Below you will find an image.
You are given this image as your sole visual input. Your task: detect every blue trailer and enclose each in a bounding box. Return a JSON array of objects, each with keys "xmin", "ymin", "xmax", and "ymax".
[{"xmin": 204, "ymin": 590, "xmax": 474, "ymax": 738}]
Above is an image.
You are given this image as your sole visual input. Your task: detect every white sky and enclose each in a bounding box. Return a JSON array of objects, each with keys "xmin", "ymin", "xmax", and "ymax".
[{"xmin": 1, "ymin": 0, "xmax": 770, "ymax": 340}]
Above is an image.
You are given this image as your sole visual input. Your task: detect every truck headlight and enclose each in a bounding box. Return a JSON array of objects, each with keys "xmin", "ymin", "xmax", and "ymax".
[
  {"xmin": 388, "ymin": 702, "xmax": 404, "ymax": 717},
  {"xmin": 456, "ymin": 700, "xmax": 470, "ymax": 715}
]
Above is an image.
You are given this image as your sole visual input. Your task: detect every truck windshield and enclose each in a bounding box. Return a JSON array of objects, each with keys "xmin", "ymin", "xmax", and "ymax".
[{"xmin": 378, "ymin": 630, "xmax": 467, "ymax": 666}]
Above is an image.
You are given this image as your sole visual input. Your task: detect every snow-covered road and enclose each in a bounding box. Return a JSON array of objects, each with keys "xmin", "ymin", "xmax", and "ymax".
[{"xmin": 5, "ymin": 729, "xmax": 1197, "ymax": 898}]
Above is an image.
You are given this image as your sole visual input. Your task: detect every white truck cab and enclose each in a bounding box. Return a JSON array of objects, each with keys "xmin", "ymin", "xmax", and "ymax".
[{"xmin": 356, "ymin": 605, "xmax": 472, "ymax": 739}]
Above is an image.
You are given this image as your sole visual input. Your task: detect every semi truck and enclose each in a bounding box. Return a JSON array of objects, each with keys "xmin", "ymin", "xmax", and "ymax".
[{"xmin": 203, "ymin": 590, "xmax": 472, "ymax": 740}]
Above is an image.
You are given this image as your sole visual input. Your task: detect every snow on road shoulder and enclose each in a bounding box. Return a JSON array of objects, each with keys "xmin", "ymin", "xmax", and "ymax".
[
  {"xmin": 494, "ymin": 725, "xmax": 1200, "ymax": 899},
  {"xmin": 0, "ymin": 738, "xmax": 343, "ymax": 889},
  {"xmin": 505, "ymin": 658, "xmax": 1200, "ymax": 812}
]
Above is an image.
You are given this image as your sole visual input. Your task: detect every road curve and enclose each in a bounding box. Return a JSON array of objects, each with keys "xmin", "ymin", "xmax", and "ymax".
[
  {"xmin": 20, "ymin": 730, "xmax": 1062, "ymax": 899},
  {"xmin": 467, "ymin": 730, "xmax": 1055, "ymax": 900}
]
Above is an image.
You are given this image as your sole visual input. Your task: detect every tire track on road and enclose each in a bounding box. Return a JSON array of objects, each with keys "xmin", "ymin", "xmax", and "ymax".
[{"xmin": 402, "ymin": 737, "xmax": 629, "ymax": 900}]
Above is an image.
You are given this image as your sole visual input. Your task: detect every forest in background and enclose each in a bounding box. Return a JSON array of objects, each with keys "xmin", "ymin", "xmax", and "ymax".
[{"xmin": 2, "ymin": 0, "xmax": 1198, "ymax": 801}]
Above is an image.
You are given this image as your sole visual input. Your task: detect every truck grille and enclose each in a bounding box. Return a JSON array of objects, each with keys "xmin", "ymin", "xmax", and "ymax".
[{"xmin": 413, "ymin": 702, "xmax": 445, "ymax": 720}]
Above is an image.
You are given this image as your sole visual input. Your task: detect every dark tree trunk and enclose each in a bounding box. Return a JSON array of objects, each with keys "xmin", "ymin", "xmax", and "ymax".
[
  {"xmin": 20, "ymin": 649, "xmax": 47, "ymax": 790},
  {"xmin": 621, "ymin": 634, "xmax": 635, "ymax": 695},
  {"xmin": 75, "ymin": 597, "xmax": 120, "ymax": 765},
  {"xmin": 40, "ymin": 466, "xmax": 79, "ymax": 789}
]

· · ·

## Work to complete
The line with "detect every dark" through the last line of the entries above: output exactly those lines and nothing else.

## Your solution
You are given this image as your sole visual input. Your task: detect every dark tree trunk and enclose each in a bounding box. Return a JSON array of objects, each with keys "xmin", "ymin", "xmax", and "ymax".
[
  {"xmin": 20, "ymin": 649, "xmax": 47, "ymax": 790},
  {"xmin": 621, "ymin": 634, "xmax": 635, "ymax": 695},
  {"xmin": 75, "ymin": 597, "xmax": 120, "ymax": 765},
  {"xmin": 40, "ymin": 466, "xmax": 79, "ymax": 789}
]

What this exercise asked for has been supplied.